Input
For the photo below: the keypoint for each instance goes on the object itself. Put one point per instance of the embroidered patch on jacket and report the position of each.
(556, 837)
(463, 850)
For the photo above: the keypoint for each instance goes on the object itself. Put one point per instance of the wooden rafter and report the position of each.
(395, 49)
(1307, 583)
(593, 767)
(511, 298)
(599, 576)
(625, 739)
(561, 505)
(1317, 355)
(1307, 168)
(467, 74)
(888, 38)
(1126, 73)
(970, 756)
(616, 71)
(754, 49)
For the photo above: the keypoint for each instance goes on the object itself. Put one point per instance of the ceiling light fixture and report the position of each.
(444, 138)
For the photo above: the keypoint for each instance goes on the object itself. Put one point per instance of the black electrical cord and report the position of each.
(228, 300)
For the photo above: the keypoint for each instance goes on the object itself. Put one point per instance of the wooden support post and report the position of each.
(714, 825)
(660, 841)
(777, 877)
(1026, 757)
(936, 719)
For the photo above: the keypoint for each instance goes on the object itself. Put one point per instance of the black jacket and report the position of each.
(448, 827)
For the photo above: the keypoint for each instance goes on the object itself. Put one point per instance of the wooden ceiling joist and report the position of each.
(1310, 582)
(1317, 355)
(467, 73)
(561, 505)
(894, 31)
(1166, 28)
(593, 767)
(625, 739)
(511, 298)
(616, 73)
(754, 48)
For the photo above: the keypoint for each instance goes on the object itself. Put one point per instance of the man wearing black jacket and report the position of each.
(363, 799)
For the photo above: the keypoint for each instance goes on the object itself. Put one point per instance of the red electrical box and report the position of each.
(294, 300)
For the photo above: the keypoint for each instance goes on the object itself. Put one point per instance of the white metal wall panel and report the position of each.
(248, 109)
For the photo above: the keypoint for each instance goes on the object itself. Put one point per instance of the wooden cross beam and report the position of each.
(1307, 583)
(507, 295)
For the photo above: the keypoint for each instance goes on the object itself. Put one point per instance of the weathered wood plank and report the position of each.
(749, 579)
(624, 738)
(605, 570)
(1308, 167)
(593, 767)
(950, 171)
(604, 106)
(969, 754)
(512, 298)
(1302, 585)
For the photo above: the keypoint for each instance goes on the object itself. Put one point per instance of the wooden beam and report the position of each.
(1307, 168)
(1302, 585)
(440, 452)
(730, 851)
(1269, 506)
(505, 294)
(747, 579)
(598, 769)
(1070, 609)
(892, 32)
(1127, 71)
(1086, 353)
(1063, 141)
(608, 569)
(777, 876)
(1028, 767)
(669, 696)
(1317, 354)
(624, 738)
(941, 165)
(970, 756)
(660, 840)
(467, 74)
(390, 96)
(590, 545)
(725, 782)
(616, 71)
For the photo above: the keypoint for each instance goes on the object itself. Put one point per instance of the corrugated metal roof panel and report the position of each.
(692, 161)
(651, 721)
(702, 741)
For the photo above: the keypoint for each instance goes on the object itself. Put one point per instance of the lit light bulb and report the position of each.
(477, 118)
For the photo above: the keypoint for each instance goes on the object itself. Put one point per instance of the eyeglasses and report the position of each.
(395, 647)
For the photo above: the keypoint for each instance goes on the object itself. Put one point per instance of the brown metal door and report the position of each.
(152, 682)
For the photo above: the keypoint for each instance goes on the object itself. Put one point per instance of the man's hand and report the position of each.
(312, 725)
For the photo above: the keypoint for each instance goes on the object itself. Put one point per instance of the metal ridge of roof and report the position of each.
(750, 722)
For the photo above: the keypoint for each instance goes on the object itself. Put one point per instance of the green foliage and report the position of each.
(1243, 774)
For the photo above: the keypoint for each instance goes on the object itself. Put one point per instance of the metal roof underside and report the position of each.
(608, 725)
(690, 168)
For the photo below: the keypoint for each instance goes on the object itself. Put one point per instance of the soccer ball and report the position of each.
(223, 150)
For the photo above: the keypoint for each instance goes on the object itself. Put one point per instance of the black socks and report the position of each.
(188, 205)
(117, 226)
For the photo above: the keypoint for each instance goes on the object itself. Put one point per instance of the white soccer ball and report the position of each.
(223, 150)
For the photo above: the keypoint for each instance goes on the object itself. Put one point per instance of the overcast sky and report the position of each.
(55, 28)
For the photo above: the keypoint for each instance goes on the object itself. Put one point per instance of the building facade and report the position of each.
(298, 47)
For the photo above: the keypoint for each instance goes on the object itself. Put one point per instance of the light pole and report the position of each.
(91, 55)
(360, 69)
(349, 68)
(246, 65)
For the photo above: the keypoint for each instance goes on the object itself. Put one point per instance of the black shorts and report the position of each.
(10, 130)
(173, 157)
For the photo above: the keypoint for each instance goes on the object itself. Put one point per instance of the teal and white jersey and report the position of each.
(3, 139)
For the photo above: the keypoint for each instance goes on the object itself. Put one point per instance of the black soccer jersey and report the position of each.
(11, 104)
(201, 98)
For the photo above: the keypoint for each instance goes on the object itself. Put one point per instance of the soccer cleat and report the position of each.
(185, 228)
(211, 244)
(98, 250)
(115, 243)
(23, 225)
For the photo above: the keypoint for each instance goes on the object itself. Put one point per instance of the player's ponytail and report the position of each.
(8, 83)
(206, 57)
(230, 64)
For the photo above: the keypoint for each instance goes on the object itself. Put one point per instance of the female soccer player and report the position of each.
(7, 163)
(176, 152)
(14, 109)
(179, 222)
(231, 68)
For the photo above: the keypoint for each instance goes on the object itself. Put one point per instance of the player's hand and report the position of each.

To be done
Write the material out again in its entirety, exactly as shown.

Solution for this exercise
For the photo below: the keypoint for each instance goes on the object itself. Put one point per instance of the embroidered patch on jacket and report the position of each.
(556, 837)
(463, 850)
For the photo above: the keypoint for each instance goes on the object itself. Put one point per instance of the wooden rafter and report the position of each.
(395, 49)
(1307, 583)
(593, 767)
(511, 298)
(599, 576)
(625, 739)
(561, 505)
(1317, 355)
(1307, 168)
(467, 74)
(888, 38)
(1126, 73)
(970, 756)
(616, 71)
(754, 49)
For the photo above: the keypoint for each instance goes on the object itself. Put one point per instance of the ceiling light fixture and report the position of each.
(444, 138)
For the photo above: the keypoint for each instance goes on the object itself. Put one point per instance of the black electrical cord and report the position of each.
(228, 300)
For the photo above: the keypoint for each instance goes on the object itself. Put one point per instance of the wooden support post and report the position of each.
(714, 825)
(660, 841)
(777, 877)
(1026, 757)
(936, 719)
For the photo above: the keypoint for each instance goes on the object itself. Put one point per instance of the black jacket and report the position of each.
(448, 827)
For the photo above: the keypoint for each instance goes on the object itself. Put one point per instance of the wooden ceiling joist and report the position of each.
(1310, 582)
(1317, 355)
(467, 73)
(561, 505)
(894, 31)
(1166, 28)
(593, 767)
(625, 739)
(511, 298)
(616, 73)
(754, 48)
For the photo above: the keypoint for each instance goes on the object itself. Put one point per instance of the man wearing black jacket and report the position of each.
(363, 799)
For the photo above: the keypoint for each instance goes on the object itself. Put one point per instance of the red electrical box and report the position of each.
(294, 300)
For the photo above: the keypoint for each instance goes on the object itself. Put one point per instance of the white metal wall panel and report the position of each.
(248, 109)
For the photo above: the keypoint for each instance goes on the object itself. Put one point per instance of the wooden cross beam and report the position of each.
(1307, 583)
(507, 295)
For the photo above: the keypoint for each instance goes on the object itself. Put one point per instance of the weathered wood plank and report the position of each.
(749, 579)
(624, 738)
(605, 570)
(1308, 167)
(593, 767)
(950, 171)
(604, 106)
(969, 754)
(512, 298)
(1302, 585)
For the photo above: the keypoint for each instance goes on the object itself. Put one point per instance of the wooden beam and report the position of each.
(1307, 168)
(1302, 585)
(440, 452)
(730, 851)
(1269, 506)
(505, 294)
(747, 579)
(598, 769)
(1070, 609)
(892, 32)
(1127, 71)
(1086, 353)
(1063, 141)
(608, 569)
(777, 876)
(1028, 767)
(669, 696)
(1317, 354)
(624, 738)
(941, 165)
(970, 756)
(660, 840)
(467, 74)
(390, 96)
(590, 545)
(725, 782)
(616, 71)
For the photo above: the keypoint for each instance goes on the object itself. Put one point per instance of the corrugated metal roof panel and report the position of each.
(692, 161)
(651, 721)
(702, 741)
For the photo above: the keypoint for each instance goes on the object itself. Put one point per instance of the lit light bulb and report the position of each.
(477, 118)
For the photo above: the keypoint for each instance goes on the object itself. Put one point per instance of the eyeglasses and report the position of each.
(395, 647)
For the photo above: the keypoint for each instance goes on the object itself. Put one point per instance of the brown metal door and report the position of each.
(152, 682)
For the photo above: the keypoint for each instance goes on the object itself. Put one point per instance of the man's hand and report the position of each.
(312, 725)
For the photo above: the keypoint for each instance goes on the object itself. Put one point per instance of the metal ridge of roof and report the position of each.
(750, 722)
For the photo above: the keypoint for each instance goes on the object itself. Put one point per instance of the green foliage and report the position of each.
(1243, 774)
For the photo above: the keypoint for each instance goes on the object itself. Put one point per instance of the metal roof underside and report the position of each.
(608, 725)
(690, 168)
For the photo below: the keypoint for each instance goes on the object itself. Put one point per instance of the soccer ball and report the position of each.
(223, 150)
For the photo above: the keypoint for each instance goes on the object itself. Put one point per instance of the black socks and report the position of each.
(188, 205)
(117, 226)
For the photo above: the keypoint for each instance goes on the object itself. Put one point per instance of the white soccer ball and report the position of each.
(223, 150)
For the photo above: the keypoint for each instance goes on the object itself. Put one point per instance of the overcast sky and report the position of each.
(55, 28)
For the photo above: the keypoint for each instance goes on the object itself. Put one point per instance of the building facade and report the position of each.
(298, 47)
For the photo above: the keypoint for each instance goes on the object itself. Put one point per instance of the light pole and report the position of each.
(91, 55)
(360, 69)
(349, 68)
(246, 65)
For the photo above: the keypoint for each instance goes on the object itself. Put one point per instance of the black shorts and report the position of each.
(10, 130)
(173, 157)
For the photo above: the keypoint for each instance goes on the object itself. Put one point per instance of the teal and white jersey and report the position of each.
(3, 139)
For the photo above: the keypoint for each instance goes on the object itself. Put one point per instance of the black soccer jersey and report the position of each.
(11, 104)
(201, 98)
For the photo above: the keypoint for each instance goes on the object itself. Put one point per instance of the soccer cleat and report the position of each.
(185, 228)
(211, 244)
(98, 250)
(115, 243)
(23, 225)
For the photo above: the keypoint for each instance goes on the object itself. Put one point per instance of the player's ponytail and report the position of each.
(8, 83)
(206, 57)
(230, 64)
For the photo above: the keypoint for each instance goes on the object itself. Put one point per instance of the female soccer player and report the position of each.
(7, 163)
(176, 152)
(14, 109)
(179, 222)
(231, 68)
For the photo above: the keypoint for each instance goes on the object itself. Put one point per instance of the player's hand and report the position of each.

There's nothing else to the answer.